The request: Turn the records into a numbered list, starting at their beginning and ending at the line that contains "[375,346,416,390]". Leave out blank lines and pictures, and include nothing after that line.

* START Provided material *

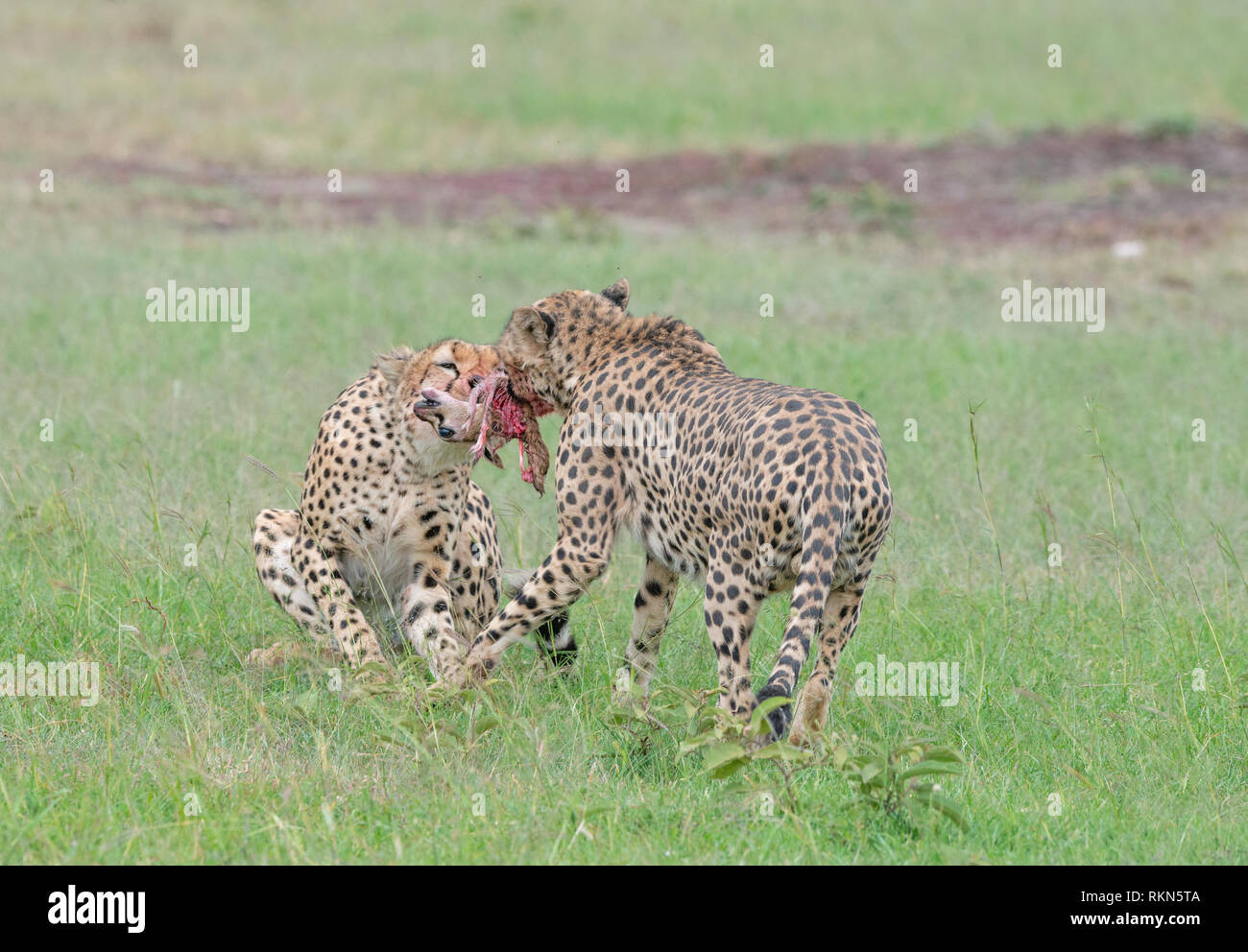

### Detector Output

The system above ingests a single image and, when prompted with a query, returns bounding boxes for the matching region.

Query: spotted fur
[251,341,577,678]
[465,281,893,740]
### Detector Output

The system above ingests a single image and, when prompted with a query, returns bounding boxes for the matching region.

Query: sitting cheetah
[439,281,893,743]
[251,341,577,678]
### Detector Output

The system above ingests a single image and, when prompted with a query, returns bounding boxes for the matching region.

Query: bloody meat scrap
[421,369,554,494]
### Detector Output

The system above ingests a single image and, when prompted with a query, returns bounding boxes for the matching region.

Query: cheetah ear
[507,307,554,350]
[603,278,629,311]
[375,346,416,390]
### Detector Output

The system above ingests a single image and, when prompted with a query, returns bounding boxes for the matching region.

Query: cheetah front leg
[612,554,681,702]
[399,564,467,682]
[292,527,390,670]
[247,509,329,668]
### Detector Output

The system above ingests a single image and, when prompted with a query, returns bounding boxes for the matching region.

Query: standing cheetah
[251,341,577,678]
[434,281,893,741]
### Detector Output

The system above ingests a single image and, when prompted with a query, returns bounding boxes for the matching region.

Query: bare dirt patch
[70,126,1248,245]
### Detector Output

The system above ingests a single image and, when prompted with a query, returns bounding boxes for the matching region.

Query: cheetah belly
[338,496,442,610]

* END Provided material *

Finished exercise:
1. ### Detector Output
2. The system above ingests a single image and, when prompted with a query, returns bounding boxes for the matching region.
3. Query: spotted fur
4. [251,341,577,678]
5. [465,281,893,740]
6. ### Detector Output
7. The system above ingests a single image and, when prompted with a query, returns bounding boxes for the matching region.
8. Query: sitting cheetah
9. [439,281,893,743]
10. [251,341,577,678]
11. ### Detector Output
12. The system above ingests a single image and, when prompted with a query, returns bounding boxes for the matching region.
13. Query: bloody meat scrap
14. [421,369,554,494]
15. ### Detector Output
16. The system above ingests a single image and, when prompted with a query, returns bounding boxes for the matching region.
17. Query: cheetah ear
18. [507,307,554,350]
19. [603,278,629,311]
20. [375,346,416,390]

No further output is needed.